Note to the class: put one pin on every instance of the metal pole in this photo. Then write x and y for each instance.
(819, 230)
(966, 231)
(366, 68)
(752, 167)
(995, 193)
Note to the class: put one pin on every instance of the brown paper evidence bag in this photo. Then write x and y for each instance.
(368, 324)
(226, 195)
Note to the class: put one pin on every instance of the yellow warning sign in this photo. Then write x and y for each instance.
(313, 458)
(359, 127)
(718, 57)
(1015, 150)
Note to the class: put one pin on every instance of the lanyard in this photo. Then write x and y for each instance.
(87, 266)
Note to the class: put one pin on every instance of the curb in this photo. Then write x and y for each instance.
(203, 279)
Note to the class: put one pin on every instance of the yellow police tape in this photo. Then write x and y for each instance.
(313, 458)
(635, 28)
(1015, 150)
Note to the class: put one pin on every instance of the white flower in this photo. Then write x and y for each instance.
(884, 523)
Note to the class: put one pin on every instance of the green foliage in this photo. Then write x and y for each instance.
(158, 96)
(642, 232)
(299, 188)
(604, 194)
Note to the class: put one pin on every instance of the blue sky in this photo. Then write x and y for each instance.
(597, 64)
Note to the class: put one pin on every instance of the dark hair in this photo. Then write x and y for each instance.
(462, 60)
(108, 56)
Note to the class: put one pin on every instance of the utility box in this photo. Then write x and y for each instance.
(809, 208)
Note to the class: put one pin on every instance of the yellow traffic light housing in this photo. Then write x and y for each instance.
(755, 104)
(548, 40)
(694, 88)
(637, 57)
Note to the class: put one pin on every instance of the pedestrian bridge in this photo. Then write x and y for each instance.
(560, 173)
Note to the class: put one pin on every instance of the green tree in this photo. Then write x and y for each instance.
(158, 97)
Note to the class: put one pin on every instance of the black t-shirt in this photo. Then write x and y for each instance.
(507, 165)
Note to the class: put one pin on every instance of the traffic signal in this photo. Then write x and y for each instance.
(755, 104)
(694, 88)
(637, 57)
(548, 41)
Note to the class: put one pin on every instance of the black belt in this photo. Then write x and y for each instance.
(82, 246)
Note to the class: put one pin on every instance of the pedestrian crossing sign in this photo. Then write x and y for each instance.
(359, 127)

☆ ☆ ☆ ☆

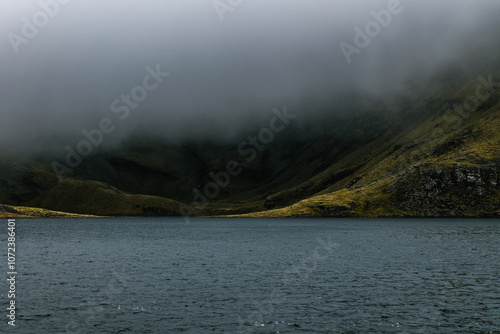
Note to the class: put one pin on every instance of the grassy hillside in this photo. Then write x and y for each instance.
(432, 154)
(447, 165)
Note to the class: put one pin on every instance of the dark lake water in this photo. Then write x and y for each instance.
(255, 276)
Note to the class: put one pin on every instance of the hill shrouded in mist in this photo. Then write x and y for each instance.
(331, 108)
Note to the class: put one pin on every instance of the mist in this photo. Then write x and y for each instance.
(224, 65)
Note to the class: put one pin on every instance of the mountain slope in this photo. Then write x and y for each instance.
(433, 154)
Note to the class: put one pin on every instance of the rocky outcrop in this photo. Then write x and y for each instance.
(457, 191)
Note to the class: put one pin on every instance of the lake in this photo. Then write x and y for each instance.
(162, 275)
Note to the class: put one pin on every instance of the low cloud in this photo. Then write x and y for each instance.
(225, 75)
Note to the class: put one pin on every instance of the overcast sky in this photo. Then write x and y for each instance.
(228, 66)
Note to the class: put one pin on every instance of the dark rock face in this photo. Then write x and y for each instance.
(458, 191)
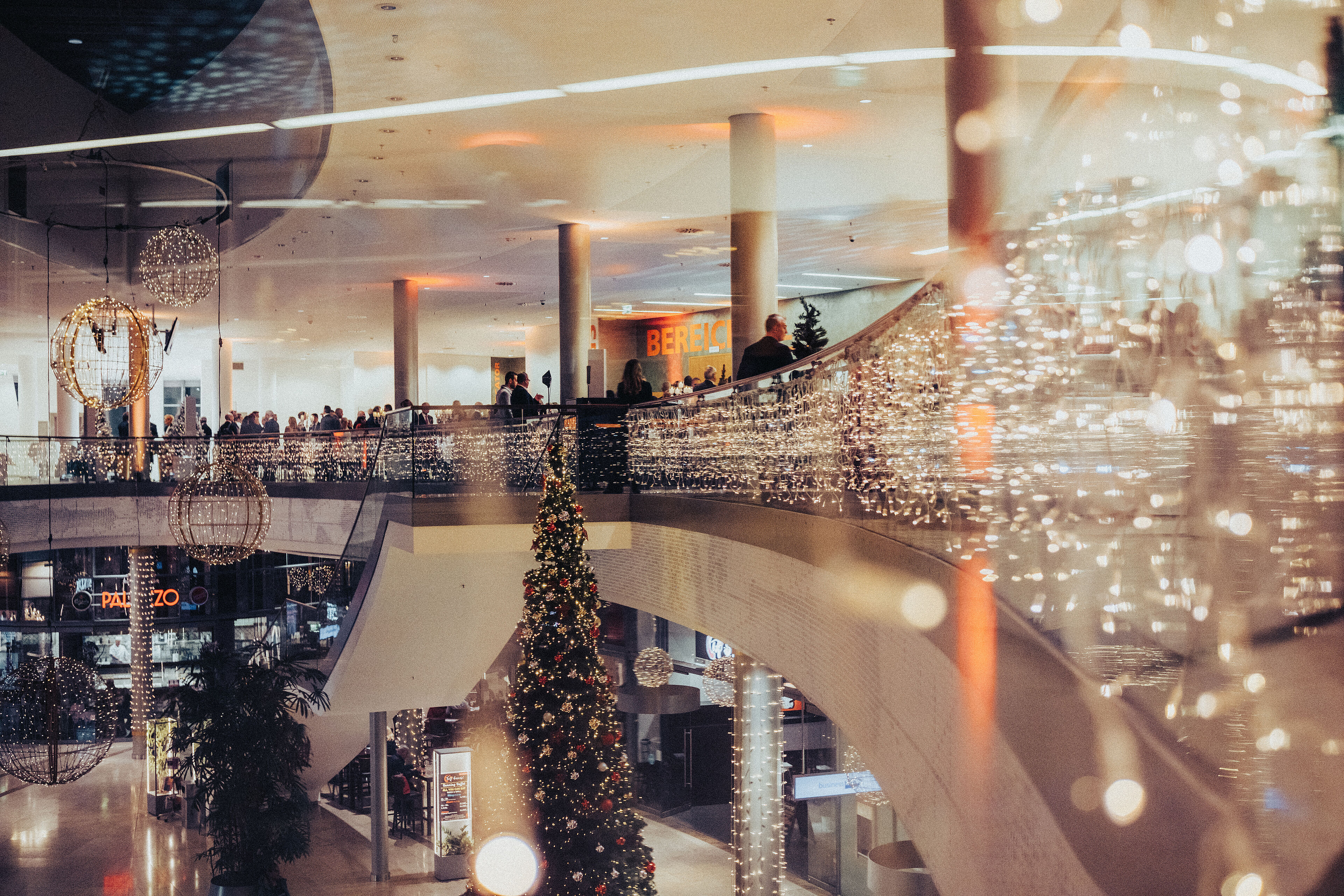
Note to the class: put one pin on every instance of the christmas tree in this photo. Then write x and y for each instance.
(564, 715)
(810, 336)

☆ ☆ ☆ ☆

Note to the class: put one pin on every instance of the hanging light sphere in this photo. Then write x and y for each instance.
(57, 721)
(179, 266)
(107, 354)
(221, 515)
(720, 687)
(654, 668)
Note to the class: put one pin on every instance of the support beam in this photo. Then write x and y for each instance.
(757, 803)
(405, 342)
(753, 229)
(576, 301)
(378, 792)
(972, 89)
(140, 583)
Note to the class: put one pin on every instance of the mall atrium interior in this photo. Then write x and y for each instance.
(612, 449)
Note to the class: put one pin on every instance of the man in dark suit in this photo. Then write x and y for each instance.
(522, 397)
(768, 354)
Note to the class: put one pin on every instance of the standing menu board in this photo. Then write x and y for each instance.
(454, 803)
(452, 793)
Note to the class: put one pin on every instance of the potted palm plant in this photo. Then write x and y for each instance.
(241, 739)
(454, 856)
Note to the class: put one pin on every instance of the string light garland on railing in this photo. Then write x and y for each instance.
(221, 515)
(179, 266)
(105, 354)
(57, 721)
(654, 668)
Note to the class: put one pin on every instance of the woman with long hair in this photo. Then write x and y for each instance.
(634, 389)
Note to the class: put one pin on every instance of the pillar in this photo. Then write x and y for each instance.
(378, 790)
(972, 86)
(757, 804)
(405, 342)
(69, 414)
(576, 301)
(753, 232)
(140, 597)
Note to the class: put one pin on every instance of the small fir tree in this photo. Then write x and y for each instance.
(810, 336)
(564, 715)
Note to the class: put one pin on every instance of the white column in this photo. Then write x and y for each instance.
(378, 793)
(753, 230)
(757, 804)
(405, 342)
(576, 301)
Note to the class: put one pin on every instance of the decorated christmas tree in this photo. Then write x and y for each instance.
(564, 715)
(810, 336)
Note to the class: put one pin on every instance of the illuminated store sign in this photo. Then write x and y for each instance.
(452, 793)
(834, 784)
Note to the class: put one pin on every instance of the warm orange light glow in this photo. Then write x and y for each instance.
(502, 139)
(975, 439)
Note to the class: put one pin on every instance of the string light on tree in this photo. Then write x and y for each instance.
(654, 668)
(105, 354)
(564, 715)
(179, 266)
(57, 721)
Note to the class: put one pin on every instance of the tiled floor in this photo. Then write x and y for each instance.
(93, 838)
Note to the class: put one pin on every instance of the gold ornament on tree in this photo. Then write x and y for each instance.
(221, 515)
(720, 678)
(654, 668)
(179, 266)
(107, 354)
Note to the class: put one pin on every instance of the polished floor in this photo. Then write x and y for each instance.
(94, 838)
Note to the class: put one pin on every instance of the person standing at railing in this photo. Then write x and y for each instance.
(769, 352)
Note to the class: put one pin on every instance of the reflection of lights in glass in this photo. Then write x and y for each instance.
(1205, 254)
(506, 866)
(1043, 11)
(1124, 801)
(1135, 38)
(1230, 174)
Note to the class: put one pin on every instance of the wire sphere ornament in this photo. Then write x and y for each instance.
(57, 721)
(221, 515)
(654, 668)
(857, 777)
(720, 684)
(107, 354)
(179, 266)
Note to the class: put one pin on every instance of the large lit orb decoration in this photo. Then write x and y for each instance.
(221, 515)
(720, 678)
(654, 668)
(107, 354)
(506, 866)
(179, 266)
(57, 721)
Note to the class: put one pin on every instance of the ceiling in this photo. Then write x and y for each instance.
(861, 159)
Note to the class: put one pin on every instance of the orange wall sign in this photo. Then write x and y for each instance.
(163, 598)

☆ ☆ ☆ ☆

◆ **Short problem**
Gather every line from the entries above that contains the word "hair", and copy each one in full. Match the case of the word exactly.

◆ **Answer for the task**
Note to the class: put one pin on every instance of the dark hair in this photo. Then write x and y for each instance.
Note to the class: put one pin on every instance of the woman with long hair in this photo. Then write x and y for each instance.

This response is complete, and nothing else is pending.